BEGIN

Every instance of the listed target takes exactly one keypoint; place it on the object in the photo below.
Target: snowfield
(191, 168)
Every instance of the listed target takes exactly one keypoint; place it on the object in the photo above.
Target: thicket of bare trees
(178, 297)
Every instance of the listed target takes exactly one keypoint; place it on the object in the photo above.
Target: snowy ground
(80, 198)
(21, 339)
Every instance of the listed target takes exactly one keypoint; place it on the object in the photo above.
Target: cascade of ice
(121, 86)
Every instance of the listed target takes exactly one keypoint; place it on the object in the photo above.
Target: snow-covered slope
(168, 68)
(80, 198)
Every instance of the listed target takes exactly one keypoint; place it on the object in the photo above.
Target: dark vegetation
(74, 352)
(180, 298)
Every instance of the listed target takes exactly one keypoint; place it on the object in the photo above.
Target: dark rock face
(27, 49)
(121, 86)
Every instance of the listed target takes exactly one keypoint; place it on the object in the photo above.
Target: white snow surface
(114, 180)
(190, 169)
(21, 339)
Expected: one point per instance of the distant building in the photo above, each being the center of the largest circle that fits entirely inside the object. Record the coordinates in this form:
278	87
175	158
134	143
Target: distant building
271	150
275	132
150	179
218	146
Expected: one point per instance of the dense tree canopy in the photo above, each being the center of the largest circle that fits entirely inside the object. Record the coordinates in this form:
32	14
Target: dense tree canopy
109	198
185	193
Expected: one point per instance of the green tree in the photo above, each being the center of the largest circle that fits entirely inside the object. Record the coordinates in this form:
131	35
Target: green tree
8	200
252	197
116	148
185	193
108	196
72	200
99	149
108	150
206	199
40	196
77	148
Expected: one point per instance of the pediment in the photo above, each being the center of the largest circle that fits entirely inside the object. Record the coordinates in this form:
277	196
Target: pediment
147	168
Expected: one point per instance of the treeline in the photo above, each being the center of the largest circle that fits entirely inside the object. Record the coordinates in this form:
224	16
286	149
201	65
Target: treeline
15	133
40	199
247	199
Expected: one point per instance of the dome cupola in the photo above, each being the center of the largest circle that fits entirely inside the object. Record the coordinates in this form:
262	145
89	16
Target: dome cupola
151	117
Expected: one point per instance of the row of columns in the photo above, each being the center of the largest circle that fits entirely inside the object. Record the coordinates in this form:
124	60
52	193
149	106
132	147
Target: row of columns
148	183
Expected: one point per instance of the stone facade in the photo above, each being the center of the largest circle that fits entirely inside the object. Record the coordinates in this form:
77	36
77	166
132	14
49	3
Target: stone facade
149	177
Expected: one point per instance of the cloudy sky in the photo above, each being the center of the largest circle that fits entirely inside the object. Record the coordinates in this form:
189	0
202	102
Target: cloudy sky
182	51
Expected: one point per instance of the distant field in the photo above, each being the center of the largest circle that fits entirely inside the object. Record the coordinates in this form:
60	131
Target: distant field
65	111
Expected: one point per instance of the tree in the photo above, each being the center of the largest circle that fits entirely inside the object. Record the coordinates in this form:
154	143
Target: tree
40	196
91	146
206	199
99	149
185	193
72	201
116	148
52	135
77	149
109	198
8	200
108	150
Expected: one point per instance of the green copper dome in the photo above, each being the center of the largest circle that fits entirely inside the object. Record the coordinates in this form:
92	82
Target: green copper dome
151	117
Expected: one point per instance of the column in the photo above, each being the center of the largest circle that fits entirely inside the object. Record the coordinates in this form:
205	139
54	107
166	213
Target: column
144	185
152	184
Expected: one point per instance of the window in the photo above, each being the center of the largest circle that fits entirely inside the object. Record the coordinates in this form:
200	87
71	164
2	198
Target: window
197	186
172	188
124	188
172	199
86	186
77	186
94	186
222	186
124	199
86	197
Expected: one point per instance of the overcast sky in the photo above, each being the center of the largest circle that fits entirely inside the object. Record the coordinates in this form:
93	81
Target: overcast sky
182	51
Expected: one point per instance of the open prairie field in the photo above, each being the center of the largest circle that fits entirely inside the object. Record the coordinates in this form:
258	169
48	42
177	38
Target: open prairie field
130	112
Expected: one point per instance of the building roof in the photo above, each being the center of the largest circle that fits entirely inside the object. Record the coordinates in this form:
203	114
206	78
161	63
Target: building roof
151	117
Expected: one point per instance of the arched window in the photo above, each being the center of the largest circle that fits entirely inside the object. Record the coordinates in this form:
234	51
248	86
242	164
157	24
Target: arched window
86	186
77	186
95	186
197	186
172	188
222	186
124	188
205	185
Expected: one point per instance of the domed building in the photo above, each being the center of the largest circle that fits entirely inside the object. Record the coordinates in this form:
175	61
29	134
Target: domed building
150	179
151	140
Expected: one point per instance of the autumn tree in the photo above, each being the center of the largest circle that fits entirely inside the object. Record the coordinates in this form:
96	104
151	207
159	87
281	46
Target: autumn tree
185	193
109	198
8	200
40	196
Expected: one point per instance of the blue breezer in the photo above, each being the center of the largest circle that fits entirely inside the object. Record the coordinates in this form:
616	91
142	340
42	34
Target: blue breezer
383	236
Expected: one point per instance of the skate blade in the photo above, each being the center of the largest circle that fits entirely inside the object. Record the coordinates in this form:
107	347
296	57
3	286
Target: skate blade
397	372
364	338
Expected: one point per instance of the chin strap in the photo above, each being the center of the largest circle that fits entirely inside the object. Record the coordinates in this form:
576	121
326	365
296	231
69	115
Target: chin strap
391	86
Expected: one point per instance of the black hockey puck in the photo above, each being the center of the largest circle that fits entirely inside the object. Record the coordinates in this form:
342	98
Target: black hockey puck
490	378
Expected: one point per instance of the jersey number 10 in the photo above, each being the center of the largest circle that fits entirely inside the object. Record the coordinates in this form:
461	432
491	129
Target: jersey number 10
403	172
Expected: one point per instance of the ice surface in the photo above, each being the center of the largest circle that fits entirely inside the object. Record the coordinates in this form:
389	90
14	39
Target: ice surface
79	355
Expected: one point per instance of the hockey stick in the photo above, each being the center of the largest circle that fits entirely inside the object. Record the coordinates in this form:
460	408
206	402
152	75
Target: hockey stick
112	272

END

• **Task objective**: The answer is the data above, retyped exactly in full.

• **Task answer**:
Every instance of the listed target takes exactly one keypoint; place it on the object in the photo below.
Target: snowfield
(191, 168)
Every instance of the listed target takes exactly one keypoint; place it on the object in the photo above.
Target: thicket of bare trees
(178, 297)
Every instance of the listed target takes exactly one keypoint; place it on the object in the photo above.
Target: snowy ground
(80, 198)
(21, 339)
Every instance of the listed target takes exactly one keypoint; place it on the object in the photo above.
Target: cascade of ice
(121, 86)
Every instance of the listed target takes exactly one keypoint; place it on the object in the photo above.
Target: snow-covered slope
(168, 68)
(80, 198)
Every instance of the listed target takes exactly one keypoint; place it on the object in the photo above.
Target: dark vegetation
(74, 352)
(180, 298)
Every instance of the listed target takes exactly one keypoint; place it on the object in the photo above.
Target: dark rock face
(27, 49)
(121, 86)
Every instance of the listed target takes exactly one keypoint; place it on the object in the photo above.
Target: white snow surface
(114, 180)
(190, 169)
(21, 339)
Expected: one point per instance of the distant building in the photo above, each being the center of the largest circle that fits entirely inside the object. Record the coordinates in this form:
278	87
175	158
134	143
Target: distant building
271	150
275	132
150	179
218	146
Expected: one point per instance of the dense tree canopy in the photo above, each being the center of the largest circle that fits entirely inside the object. Record the coordinates in this form:
32	14
Target: dense tree canopy
109	198
185	193
Expected: one point per instance of the green tree in the photo above, each being the center of the largest circle that fits entirely inside the object. Record the coordinates in this form:
131	35
Target: green tree
8	200
252	197
116	148
185	193
108	196
72	200
99	149
108	150
206	199
40	196
77	148
Expected: one point per instance of the pediment in the photo above, each being the center of the largest circle that fits entirely inside the object. Record the coordinates in this form:
277	196
Target: pediment
147	168
Expected: one point per instance of the treeline in the photo above, each being the center of the largest circle that fits entirely inside the object. Record the coordinates in this form:
224	16
286	149
201	65
Target: treeline
15	133
40	199
247	199
Expected: one point per instance of the dome cupola in the photo above, each being the center of the largest circle that fits entirely inside the object. Record the coordinates in this form:
262	145
89	16
Target: dome cupola
151	117
Expected: one point per instance of the row of columns in the photo above, each being the center of the largest circle that fits entirely inside the object. Record the coordinates in this form:
124	60
52	193
149	106
132	147
Target: row of columns
148	183
Expected: one point per instance of the stone facade in the photo above, each being the center of the largest circle that fits entirely inside the object. Record the coordinates in this form:
77	36
77	166
132	14
49	3
Target: stone facade
149	177
Expected: one point per instance of the cloudy sky in the photo above, each being the center of the largest circle that fits entirely inside the object. Record the coordinates in this form:
189	0
202	102
Target: cloudy sky
182	51
Expected: one point per instance of the distant field in the photo above, each being the center of the largest circle that fits entirely inside the object. Record the coordinates in this form:
60	131
Target: distant field
65	111
Expected: one point per instance of the tree in the photo above, each being the center of the largest circle that fits entirely inside the object. Record the coordinates in this form:
154	143
Target: tree
40	196
91	146
206	199
99	149
185	193
72	201
116	148
52	135
77	149
109	198
8	200
108	150
Expected: one point per instance of the green copper dome in the photo above, each being the center of the largest circle that fits entirely inside the object. Record the coordinates in this form:
92	82
Target: green copper dome
151	117
Expected: one point per instance of the column in the photo above, each being the center of the largest circle that fits entirely inside the object. Record the coordinates in this form:
205	139
54	107
166	213
Target: column
144	185
152	184
Expected: one point per instance of the window in the photo above, each being the center of the largest circle that fits entirely inside the object. Record the coordinates in this form:
200	87
71	164
2	198
Target: window
197	186
172	188
124	188
172	199
86	186
77	186
94	186
222	186
124	199
86	197
Expected: one point per instance of the overcast sky in the photo above, each being the center of the largest circle that fits entirely inside the object. Record the coordinates in this form:
93	81
Target: overcast sky
182	51
Expected: one point per instance of the open prairie field in the photo above, each being the center of the largest circle that fits entirely inside the object. Record the coordinates in this form:
258	169
48	42
177	38
Target: open prairie field
130	112
Expected: one point per instance of the building roof in the photo above, each being the center of the largest circle that fits entirely inside the object. Record the coordinates in this form:
203	114
206	78
161	63
Target: building roof
151	117
Expected: one point per instance of the arched window in the photo above, each being the center of the largest circle that fits entirely inside the object. Record the coordinates in this form:
234	51
248	86
242	164
157	24
Target: arched window
86	186
77	186
95	186
197	186
172	188
222	186
124	188
205	185
Expected: one point per instance of the domed building in the photo above, each being the center of the largest circle that fits entirely inside the object. Record the coordinates in this form:
175	61
29	134
Target: domed building
150	179
151	140
Expected: one point per instance of the autumn tree in the photo above, each being the center of the largest circle that fits entirely inside the object. Record the coordinates in this form:
96	104
151	207
159	87
281	46
Target: autumn tree
185	193
109	198
8	200
40	196
Expected: one point per instance of the blue breezer in the photo above, each being the center of the largest circle that fits entirely inside the object. Record the coordinates in this form:
616	91
142	340
42	34
Target: blue breezer
383	236
Expected: one point per instance of the skate blade in the photo above, each being the center of the largest circle that fits entirely inside the object. Record the coordinates in this form:
107	347
296	57
3	286
Target: skate blade
397	372
364	338
Expected: one point per instance of the chin strap in the photo above, each being the center of the largest circle that fits entirely inside the object. Record the coordinates in this form:
576	121
326	365
296	231
69	115
Target: chin strap
391	86
Expected: one point per instance of the black hockey puck in the photo above, each being the center of the largest circle that fits entirely inside the object. Record the coordinates in this form:
342	98
Target: black hockey puck
490	378
Expected: one point per instance of the jersey number 10 in the photo above, each being the center of the largest circle that fits entirely inside the object. Record the coordinates in this form:
461	432
491	129
Target: jersey number 10
403	172
Expected: one point per instance of the ice surface in the photo above, each being the center of the largest circle that fits entirely inside the object. Record the coordinates in this form:
389	90
14	39
Target: ice surface
79	355
Expected: one point per instance of the hockey stick in the photo above, each being the center of the largest circle that fits entirely inside the object. Record the coordinates in this form:
460	408
206	402
152	75
Target: hockey stick
112	272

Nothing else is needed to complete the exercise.